[Extraits d'une collection d'annotation]
┄┄┄┄┄┄┄┄┄┄┄┄┄┄┄┄┄┄┄┄
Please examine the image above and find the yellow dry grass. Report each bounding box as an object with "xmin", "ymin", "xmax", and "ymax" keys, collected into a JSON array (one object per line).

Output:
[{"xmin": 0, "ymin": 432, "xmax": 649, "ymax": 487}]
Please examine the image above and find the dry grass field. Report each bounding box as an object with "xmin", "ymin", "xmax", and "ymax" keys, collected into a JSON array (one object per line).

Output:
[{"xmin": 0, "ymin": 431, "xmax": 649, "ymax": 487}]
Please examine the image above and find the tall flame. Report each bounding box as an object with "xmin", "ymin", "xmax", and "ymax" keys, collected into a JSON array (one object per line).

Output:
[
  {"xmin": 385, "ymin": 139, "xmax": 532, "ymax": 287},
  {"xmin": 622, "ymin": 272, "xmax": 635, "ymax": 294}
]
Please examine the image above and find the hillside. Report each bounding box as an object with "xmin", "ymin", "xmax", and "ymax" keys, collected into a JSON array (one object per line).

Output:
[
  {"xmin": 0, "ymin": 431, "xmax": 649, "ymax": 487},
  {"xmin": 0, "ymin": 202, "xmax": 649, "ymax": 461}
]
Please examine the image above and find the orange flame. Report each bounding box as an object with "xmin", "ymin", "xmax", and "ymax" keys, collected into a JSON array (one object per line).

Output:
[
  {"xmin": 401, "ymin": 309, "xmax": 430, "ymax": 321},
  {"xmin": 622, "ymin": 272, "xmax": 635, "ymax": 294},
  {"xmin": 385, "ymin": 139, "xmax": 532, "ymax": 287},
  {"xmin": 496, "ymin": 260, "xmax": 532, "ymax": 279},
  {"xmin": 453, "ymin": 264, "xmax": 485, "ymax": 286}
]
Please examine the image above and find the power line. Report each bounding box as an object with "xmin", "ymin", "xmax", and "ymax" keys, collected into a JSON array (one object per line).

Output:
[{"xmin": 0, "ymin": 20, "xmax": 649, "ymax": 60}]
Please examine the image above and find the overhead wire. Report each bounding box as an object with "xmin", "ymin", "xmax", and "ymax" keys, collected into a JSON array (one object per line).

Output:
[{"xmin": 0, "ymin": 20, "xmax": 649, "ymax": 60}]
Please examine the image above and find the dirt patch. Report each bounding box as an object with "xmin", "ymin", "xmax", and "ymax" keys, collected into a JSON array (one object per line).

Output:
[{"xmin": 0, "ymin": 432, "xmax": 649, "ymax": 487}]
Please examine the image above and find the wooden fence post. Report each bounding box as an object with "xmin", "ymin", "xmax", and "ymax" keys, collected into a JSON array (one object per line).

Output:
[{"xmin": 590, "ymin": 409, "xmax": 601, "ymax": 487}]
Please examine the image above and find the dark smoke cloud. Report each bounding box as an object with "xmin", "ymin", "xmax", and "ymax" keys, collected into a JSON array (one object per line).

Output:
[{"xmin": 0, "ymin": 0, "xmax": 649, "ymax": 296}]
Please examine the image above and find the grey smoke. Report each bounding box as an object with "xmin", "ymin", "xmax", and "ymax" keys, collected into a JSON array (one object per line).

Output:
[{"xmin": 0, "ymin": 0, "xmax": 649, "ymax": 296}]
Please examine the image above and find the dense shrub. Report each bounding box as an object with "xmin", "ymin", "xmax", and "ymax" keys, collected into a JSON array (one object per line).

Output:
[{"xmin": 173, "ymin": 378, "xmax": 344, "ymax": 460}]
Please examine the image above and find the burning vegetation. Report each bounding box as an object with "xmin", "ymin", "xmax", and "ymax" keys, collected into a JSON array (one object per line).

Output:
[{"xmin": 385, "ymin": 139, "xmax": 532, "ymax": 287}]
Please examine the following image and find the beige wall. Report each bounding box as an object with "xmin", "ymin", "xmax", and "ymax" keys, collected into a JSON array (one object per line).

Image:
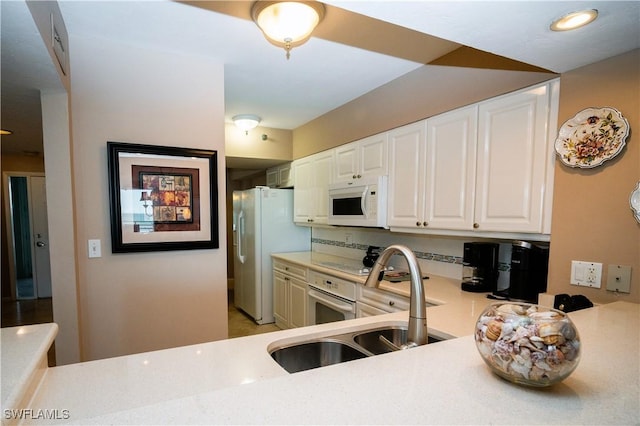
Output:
[
  {"xmin": 224, "ymin": 123, "xmax": 293, "ymax": 161},
  {"xmin": 293, "ymin": 50, "xmax": 640, "ymax": 302},
  {"xmin": 293, "ymin": 65, "xmax": 557, "ymax": 159},
  {"xmin": 549, "ymin": 50, "xmax": 640, "ymax": 302},
  {"xmin": 69, "ymin": 36, "xmax": 227, "ymax": 360}
]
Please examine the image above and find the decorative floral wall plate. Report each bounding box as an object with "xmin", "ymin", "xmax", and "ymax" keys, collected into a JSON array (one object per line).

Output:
[{"xmin": 555, "ymin": 107, "xmax": 629, "ymax": 169}]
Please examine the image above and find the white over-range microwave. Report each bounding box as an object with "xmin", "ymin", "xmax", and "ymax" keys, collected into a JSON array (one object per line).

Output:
[{"xmin": 328, "ymin": 176, "xmax": 388, "ymax": 228}]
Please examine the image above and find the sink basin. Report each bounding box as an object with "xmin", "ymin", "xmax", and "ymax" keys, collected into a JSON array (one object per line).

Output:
[
  {"xmin": 353, "ymin": 327, "xmax": 441, "ymax": 355},
  {"xmin": 271, "ymin": 339, "xmax": 368, "ymax": 373},
  {"xmin": 269, "ymin": 326, "xmax": 442, "ymax": 373}
]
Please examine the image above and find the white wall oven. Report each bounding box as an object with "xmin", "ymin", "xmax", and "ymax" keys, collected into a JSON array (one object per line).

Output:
[
  {"xmin": 307, "ymin": 272, "xmax": 356, "ymax": 325},
  {"xmin": 328, "ymin": 176, "xmax": 388, "ymax": 228}
]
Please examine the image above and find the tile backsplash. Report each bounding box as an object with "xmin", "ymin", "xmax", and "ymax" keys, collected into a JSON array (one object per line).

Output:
[{"xmin": 311, "ymin": 227, "xmax": 511, "ymax": 282}]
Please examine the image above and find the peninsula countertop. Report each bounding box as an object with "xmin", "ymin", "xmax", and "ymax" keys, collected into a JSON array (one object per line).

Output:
[{"xmin": 5, "ymin": 251, "xmax": 640, "ymax": 424}]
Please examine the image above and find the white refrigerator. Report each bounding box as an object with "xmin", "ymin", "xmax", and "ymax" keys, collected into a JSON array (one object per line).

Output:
[{"xmin": 233, "ymin": 186, "xmax": 311, "ymax": 324}]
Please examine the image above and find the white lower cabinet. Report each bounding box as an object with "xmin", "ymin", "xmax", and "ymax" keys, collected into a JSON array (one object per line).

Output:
[
  {"xmin": 356, "ymin": 285, "xmax": 409, "ymax": 318},
  {"xmin": 273, "ymin": 260, "xmax": 308, "ymax": 329}
]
┄┄┄┄┄┄┄┄┄┄┄┄┄┄┄┄┄┄┄┄
Modifiez la partie qui s'ouvre sur la ligne contenant « Please examine the image above and find the white lower » et se poursuit jusqu'à la fin du matériel : remplacez « lower cabinet » par « base cabinet » et recopiez ces lignes sans aucun autre changement.

Please examine the image above and find the white base cabinet. Report each bounding box as an object with "xmin", "ymin", "xmax", and "ymax" keys, collected into a JSON array (one object per line).

Output:
[
  {"xmin": 356, "ymin": 285, "xmax": 409, "ymax": 318},
  {"xmin": 273, "ymin": 260, "xmax": 308, "ymax": 329}
]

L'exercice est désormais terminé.